Directions
Reproduce the entries starting at the line containing "outline fog" and ending at the line containing "M 193 10 L 211", changing "every instance" to "all instances" and leaving everything else unchanged. Leave the pictures out of your answer.

Supplied data
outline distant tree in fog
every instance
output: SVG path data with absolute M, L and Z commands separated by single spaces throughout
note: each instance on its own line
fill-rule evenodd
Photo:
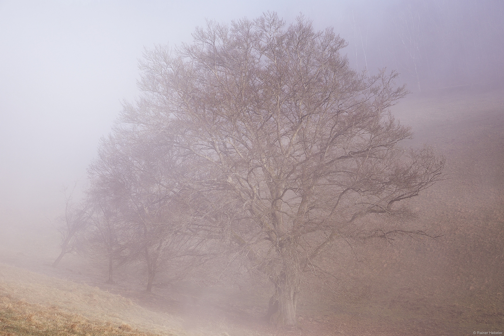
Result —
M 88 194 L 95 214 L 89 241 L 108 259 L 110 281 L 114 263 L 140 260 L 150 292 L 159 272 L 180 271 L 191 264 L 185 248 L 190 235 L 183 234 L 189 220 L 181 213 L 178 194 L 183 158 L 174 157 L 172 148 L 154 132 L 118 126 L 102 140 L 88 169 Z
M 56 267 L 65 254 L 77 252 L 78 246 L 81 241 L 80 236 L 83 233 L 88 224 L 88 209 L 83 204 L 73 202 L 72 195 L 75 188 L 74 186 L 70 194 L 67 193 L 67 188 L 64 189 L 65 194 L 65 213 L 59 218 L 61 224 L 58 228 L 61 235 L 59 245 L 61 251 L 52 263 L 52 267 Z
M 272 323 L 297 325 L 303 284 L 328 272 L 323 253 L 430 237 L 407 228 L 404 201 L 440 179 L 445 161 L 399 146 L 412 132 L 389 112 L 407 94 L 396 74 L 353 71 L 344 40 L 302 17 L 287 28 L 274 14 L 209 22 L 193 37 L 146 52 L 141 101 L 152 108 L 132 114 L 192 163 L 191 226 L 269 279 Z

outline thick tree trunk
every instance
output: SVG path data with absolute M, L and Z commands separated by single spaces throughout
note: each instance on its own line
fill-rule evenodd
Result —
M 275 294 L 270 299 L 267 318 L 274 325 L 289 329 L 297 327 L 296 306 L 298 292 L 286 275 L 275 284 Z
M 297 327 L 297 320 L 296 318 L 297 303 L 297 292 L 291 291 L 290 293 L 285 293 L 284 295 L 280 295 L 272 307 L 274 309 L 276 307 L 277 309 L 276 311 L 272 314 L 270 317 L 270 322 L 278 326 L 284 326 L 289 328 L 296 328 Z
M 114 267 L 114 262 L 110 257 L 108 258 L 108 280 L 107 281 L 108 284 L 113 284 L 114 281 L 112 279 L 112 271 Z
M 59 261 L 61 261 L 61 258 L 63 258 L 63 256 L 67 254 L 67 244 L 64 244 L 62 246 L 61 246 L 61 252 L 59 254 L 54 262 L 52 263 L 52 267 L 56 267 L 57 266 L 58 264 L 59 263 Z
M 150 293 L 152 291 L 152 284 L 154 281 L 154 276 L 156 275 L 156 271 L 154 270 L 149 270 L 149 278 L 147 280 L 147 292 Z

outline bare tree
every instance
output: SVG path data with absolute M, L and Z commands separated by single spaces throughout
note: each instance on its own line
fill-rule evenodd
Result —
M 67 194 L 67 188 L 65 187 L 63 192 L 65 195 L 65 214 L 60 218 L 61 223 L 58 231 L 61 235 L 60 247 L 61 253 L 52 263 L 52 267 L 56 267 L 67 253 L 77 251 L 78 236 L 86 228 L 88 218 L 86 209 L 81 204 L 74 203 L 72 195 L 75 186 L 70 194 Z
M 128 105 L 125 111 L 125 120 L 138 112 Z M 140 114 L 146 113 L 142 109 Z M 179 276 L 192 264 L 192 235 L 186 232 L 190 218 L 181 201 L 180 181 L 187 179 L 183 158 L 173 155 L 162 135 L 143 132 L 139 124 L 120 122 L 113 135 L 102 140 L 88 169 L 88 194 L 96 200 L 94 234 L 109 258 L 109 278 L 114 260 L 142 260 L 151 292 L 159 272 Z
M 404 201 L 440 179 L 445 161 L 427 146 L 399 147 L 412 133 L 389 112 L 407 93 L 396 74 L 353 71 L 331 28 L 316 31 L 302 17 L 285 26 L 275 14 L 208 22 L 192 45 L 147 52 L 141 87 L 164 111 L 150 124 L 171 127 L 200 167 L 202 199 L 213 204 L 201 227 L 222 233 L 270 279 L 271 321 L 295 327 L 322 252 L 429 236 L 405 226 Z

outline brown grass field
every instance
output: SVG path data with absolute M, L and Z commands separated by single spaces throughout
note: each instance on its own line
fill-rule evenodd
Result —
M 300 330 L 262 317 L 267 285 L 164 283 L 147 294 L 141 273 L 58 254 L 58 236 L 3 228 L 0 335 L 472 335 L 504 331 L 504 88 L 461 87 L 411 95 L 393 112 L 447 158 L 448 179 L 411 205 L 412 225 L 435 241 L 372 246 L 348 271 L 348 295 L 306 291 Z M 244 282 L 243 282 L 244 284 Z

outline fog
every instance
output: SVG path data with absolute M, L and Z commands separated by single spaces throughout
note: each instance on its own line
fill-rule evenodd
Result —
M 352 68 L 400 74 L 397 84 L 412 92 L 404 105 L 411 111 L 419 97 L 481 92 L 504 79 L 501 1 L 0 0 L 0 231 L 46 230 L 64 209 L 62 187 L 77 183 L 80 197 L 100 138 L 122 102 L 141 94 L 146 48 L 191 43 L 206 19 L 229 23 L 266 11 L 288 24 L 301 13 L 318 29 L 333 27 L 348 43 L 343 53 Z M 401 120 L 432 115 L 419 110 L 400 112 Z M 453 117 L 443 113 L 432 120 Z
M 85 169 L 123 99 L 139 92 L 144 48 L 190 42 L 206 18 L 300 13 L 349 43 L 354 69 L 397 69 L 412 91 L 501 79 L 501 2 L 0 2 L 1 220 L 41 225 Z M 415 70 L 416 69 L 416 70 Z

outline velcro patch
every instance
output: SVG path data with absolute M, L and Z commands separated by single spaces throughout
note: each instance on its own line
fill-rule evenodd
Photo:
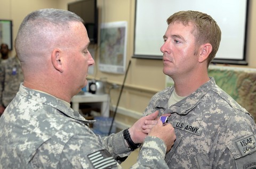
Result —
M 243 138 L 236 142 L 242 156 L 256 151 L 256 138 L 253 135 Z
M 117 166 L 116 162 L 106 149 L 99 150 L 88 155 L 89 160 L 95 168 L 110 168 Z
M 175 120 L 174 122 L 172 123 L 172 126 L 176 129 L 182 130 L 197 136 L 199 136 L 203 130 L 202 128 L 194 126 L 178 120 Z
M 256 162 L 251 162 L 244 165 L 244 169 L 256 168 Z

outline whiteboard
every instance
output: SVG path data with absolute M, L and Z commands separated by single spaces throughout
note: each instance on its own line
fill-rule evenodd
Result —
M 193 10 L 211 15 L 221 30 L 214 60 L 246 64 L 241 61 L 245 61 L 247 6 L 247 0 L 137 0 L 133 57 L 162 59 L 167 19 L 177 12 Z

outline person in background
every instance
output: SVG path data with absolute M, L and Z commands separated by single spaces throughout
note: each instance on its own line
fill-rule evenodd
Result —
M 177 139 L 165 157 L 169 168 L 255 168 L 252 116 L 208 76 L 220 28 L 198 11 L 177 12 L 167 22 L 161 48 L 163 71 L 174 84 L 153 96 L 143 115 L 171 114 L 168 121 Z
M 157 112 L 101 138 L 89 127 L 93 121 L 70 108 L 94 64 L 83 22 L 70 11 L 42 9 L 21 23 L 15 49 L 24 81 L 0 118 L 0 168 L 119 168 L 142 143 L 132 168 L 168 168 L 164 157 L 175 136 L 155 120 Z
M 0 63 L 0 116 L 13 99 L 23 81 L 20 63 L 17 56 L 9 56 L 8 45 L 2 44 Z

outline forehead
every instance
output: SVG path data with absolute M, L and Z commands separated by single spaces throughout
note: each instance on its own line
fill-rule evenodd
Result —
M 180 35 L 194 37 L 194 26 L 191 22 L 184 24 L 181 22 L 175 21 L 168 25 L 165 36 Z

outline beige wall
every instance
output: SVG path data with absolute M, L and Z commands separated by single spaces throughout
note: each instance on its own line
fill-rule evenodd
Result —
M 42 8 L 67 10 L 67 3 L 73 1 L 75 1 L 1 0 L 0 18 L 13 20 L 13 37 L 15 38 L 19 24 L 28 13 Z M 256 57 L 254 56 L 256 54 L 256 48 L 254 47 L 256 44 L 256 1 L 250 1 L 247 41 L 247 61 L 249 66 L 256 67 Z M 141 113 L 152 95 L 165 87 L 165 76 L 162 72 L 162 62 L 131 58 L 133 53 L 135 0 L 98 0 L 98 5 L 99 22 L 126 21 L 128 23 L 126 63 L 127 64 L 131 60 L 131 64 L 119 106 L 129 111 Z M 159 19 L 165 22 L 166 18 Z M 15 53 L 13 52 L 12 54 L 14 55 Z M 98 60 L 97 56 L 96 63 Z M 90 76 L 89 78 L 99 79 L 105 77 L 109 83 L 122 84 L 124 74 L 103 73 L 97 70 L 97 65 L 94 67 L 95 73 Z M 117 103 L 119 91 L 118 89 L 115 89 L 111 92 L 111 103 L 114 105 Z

Response to this exercise
outline fog
all instances
output: SVG path data with absolute M, L and Z commands separated by single spaces throughout
note: each instance on its own line
fill-rule evenodd
Result —
M 352 68 L 400 74 L 397 84 L 412 92 L 404 105 L 411 111 L 419 97 L 481 92 L 504 79 L 501 1 L 0 0 L 0 231 L 46 230 L 64 209 L 62 187 L 77 183 L 80 197 L 100 138 L 122 102 L 141 94 L 146 48 L 191 43 L 206 19 L 229 23 L 266 11 L 288 24 L 301 13 L 318 29 L 333 27 L 348 43 L 343 53 Z M 401 120 L 432 115 L 419 110 L 400 112 Z M 453 117 L 443 113 L 432 120 Z
M 85 169 L 123 99 L 139 92 L 144 48 L 190 42 L 206 18 L 300 13 L 349 43 L 354 69 L 397 69 L 412 91 L 501 79 L 501 2 L 0 2 L 1 220 L 41 225 Z M 415 70 L 416 69 L 416 70 Z

outline velcro patch
all instances
output: SVG path data with absolute M, L and Z commands separated by single spaces throughout
note: each instance on its own line
fill-rule evenodd
Photo:
Result —
M 243 138 L 236 142 L 242 156 L 256 151 L 256 138 L 253 135 Z
M 117 166 L 116 162 L 106 149 L 99 150 L 88 155 L 89 160 L 95 168 L 110 168 Z
M 175 120 L 174 122 L 172 123 L 172 126 L 176 129 L 182 130 L 197 136 L 199 136 L 203 130 L 202 128 L 194 126 L 178 120 Z
M 256 162 L 251 162 L 244 165 L 244 169 L 256 168 Z

outline whiteboard
all instances
output: SVG path data with absolute M, L and Z commands separated by single spaces throughout
note: each instance on its own line
fill-rule evenodd
Result —
M 193 10 L 211 15 L 221 30 L 214 60 L 246 64 L 241 61 L 245 61 L 247 6 L 247 0 L 137 0 L 133 57 L 162 59 L 167 19 L 177 12 Z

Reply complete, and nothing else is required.